# [Brief 1]
Lay out the part of the dataset rows below that opens with the line containing "Task: Indicate the green flower" and runs through the final entry as a numbered list. Include that first line and the last entry, and leave out blank lines.

# [Source excerpt]
Nice explanation…..thanx

John Moffat says

Thank you for the comment 🙂

badoutaal says

Hi John I have attempted P4 twice and failed, now am going for the third time and I would like to honestly know whether depending on your class notes and videos would help in turning a fail to a pass?

John Moffat says

They can only help! However most important of all is practice – I assume you have a Revision Kit and have worked through every question? If not then you should. Also watching my lectures working through several question 1’s from recent exams may help you because I discuss the approach to the questions as well as working through the technical content.

(In future please ask any questions you have like this in the Ask the Tutor Forum rather than as a comment on a specific lecture 🙂

grantcallaway says

Hi John. Thanks again for the lectures! Just wondering in what context a var question could be asked?

The reason I ask is that when you mentioned using std deviation squared over multiple year, and reference to variance, I link that back to risk and calculating beta factors.

They wouldn’t expect us to work backwards from a given value at risk to calculate the standard deviation and link in to business valuations would they?

John Moffat says

If VaR is wanted then it will be a specific part of a question 🙂

I cannot imagine that they would ever expect you to work backwards!

Andrew says

Is it OK to just take (VAR for one year at 95% confidence) and multiply its results by 6? I would have thought that the 95% applies to one year, not six , as there are more ways things can go wrong over a period of six years …..

I can see how this simplification would work but am not sure the simplification is valid over a long term. I suppose that taking the p(tail) <= 0.05 for one year and 'multiplying up' would include the possibility that tail losses in, say, two years might be counteracted by gains above mean in other years, but I still feel this is not as accurate as it might be.

i.e., having a 95% confidence that returns are more than $1,166,250 for *one* year, is not the same as a 95% confidence that they will be more than $1,166,250 *every* year, for a large number of years.

Surely?

John Moffat says

Something has gone wrong with the typing – I will have it corrected (although the lecture itself explains it properly).

# [Brief 2]
Write out the part of the comment thread above that opens with the words containing "Hi John. Thanks" and closes with "calculating beta factors.", swapping "beta factors" for "cost of equity".

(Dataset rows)
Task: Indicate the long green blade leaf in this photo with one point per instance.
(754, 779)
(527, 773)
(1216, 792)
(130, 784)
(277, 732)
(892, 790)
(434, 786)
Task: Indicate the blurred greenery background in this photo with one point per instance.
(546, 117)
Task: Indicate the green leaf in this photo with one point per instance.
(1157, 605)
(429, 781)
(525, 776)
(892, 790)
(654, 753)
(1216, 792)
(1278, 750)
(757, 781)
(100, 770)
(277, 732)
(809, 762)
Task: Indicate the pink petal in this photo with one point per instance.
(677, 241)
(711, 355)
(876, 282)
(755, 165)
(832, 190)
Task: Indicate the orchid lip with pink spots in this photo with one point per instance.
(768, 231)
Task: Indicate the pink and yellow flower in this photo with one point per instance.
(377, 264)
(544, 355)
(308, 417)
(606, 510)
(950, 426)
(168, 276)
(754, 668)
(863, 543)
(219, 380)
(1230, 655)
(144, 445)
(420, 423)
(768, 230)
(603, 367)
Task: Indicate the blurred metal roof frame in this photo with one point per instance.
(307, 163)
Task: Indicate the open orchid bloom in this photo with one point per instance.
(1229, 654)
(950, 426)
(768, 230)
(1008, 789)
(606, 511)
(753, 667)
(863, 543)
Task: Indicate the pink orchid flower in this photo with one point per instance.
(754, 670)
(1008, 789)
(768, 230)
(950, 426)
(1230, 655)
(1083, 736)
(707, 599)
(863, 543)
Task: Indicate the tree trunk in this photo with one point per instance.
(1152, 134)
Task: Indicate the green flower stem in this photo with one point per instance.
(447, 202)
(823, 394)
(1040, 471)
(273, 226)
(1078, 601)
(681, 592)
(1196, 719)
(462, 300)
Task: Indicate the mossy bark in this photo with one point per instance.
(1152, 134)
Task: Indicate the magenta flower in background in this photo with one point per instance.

# [Worked solution 1]
1. Task: Indicate the green flower stem in this photo with one point per instance.
2. (447, 202)
3. (823, 394)
4. (1040, 471)
5. (273, 226)
6. (1078, 601)
7. (681, 592)
8. (1196, 719)
9. (462, 300)
10. Task: Indicate the mossy bark in this photo with one point per instance.
11. (1152, 134)
12. Task: Indicate the magenta flower in background in this photo with one point per instance.

# [Worked solution 2]
Hi John. Thanks again for the lectures! Just wondering in what context a var question could be asked?

The reason I ask is that when you mentioned using std deviation squared over multiple year, and reference to variance, I link that back to risk and calculating cost of equity.